#### Supplied material

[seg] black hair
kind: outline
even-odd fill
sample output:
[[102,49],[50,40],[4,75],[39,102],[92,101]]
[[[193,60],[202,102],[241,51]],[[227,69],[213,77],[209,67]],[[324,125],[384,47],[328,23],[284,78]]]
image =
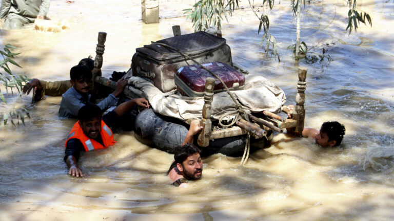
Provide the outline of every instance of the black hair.
[[88,104],[80,108],[78,111],[78,120],[83,122],[96,117],[101,119],[102,114],[102,112],[98,106]]
[[91,71],[94,68],[94,61],[90,58],[84,58],[80,61],[78,65],[85,65]]
[[189,156],[195,153],[200,153],[200,149],[193,144],[187,143],[175,148],[174,159],[176,163],[182,164]]
[[70,78],[72,80],[78,80],[82,78],[90,81],[92,79],[92,72],[83,65],[77,65],[71,68],[70,70]]
[[342,142],[346,130],[345,126],[337,121],[327,121],[322,124],[320,130],[327,134],[329,141],[334,140],[336,142],[334,146],[338,146]]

########

Reproduce all of the rows above word for word, leaving out the pictures.

Response to the exercise:
[seg] black hair
kind: outline
even-odd fill
sample output:
[[102,49],[50,40],[4,75],[39,102],[92,101]]
[[[193,60],[202,102],[241,51]],[[227,69],[213,77],[209,67]],[[324,125],[384,47],[328,23],[284,78]]]
image =
Provide the outline of every instance of the black hair.
[[88,104],[80,108],[78,111],[78,120],[83,122],[96,117],[101,119],[102,114],[102,112],[98,106]]
[[91,71],[94,68],[94,61],[90,58],[84,58],[80,61],[78,65],[85,65]]
[[189,156],[195,153],[200,153],[200,149],[193,144],[187,143],[175,148],[174,159],[176,163],[182,164]]
[[70,78],[72,80],[78,80],[82,78],[90,81],[92,79],[92,72],[83,65],[77,65],[71,68],[70,70]]
[[342,142],[346,130],[345,126],[337,121],[327,121],[322,124],[320,130],[327,134],[329,141],[334,140],[336,142],[334,146],[338,146]]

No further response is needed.